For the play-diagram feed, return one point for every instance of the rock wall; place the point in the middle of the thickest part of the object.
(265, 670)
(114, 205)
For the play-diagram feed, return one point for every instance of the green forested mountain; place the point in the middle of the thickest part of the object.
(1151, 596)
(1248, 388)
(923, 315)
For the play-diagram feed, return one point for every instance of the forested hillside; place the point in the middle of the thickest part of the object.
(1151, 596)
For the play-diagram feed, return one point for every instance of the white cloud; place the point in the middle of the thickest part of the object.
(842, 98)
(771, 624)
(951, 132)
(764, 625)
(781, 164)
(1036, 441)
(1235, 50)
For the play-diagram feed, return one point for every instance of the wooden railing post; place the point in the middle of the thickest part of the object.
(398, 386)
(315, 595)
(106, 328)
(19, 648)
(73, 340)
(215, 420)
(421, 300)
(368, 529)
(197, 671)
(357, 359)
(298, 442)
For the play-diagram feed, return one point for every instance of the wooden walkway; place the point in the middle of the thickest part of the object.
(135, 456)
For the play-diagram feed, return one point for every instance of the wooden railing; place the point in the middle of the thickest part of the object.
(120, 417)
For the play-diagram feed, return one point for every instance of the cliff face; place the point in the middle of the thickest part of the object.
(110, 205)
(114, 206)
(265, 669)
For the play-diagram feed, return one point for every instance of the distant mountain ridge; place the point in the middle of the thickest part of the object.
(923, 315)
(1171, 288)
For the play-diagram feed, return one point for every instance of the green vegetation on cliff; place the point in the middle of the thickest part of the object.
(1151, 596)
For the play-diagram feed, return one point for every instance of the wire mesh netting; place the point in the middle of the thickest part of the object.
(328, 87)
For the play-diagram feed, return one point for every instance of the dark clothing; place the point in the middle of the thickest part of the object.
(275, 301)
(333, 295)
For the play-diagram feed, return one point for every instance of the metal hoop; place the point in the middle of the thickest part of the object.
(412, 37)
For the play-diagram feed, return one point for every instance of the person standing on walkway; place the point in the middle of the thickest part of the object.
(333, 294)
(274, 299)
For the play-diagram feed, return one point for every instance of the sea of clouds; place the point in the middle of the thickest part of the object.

- SHORT TASK -
Please reproduce all of the records above word for word.

- WRITTEN REPLY -
For the play-diagram feed, return one point for every instance of the rock wall; place the point in the middle of the thickest part of the object.
(265, 670)
(114, 205)
For the play-diagram feed, return one point for every instance of the green forested mountain; place the point in the middle of the thickest part of the object.
(1151, 596)
(1248, 388)
(923, 315)
For the play-diagram feed, return one point for every instance of the forested hillside; place the point in the middle of the thickest part of the object.
(1151, 596)
For the play-diagram feed, return one point for every instance of the white cloud; place the point in the middle of the thickest part of the object.
(842, 98)
(771, 624)
(951, 132)
(764, 625)
(781, 164)
(1036, 441)
(1235, 50)
For the play-diagram feed, return one point for every instance of the wooden railing post; place the point in the middle of the thickest part of the object.
(398, 386)
(315, 595)
(106, 328)
(19, 648)
(73, 340)
(215, 420)
(421, 300)
(368, 529)
(197, 671)
(357, 359)
(298, 442)
For the play-diagram feed, return one point for every instance of the wooden walkway; place the point in the middle of the thickest part of the object.
(135, 456)
For the play-diagram feed, return one point for every instance of the wooden railing; place the point in the middle of the thickest part of the object.
(120, 417)
For the play-diagram feed, return one point for every instance of the cliff face; place the point in the middle of the thickest part of the object.
(110, 205)
(114, 206)
(265, 669)
For the play-diagram feed, return one point for every instance of the distant mountain ridge; place the point in the middle of the thickest part of the object.
(923, 315)
(1171, 288)
For the play-diagram feed, return one point for every instance of the green vegetation on cliff; place the point in the middle of the thickest part of the object.
(1151, 596)
For the play-diagram feed, return one point for every instance of the wire mesh netting; place the point in the middle of the thickest part of the object.
(328, 87)
For the play-diagram feed, return one point for every instance of the dark clothing; place the point in the middle of the thickest part of the object.
(275, 301)
(333, 295)
For the play-diagram feed, return one point for every instance of the metal hoop; place the point in the middle of the thickest part of the object.
(412, 37)
For the play-diagram feed, return one point for every instance of the person standing on walkway; place the point in the middle of the thickest part of the object.
(333, 294)
(274, 299)
For the play-diagram feed, return one point for every instance of the sea of clouds; place the point in the middle of the thickest part of the object.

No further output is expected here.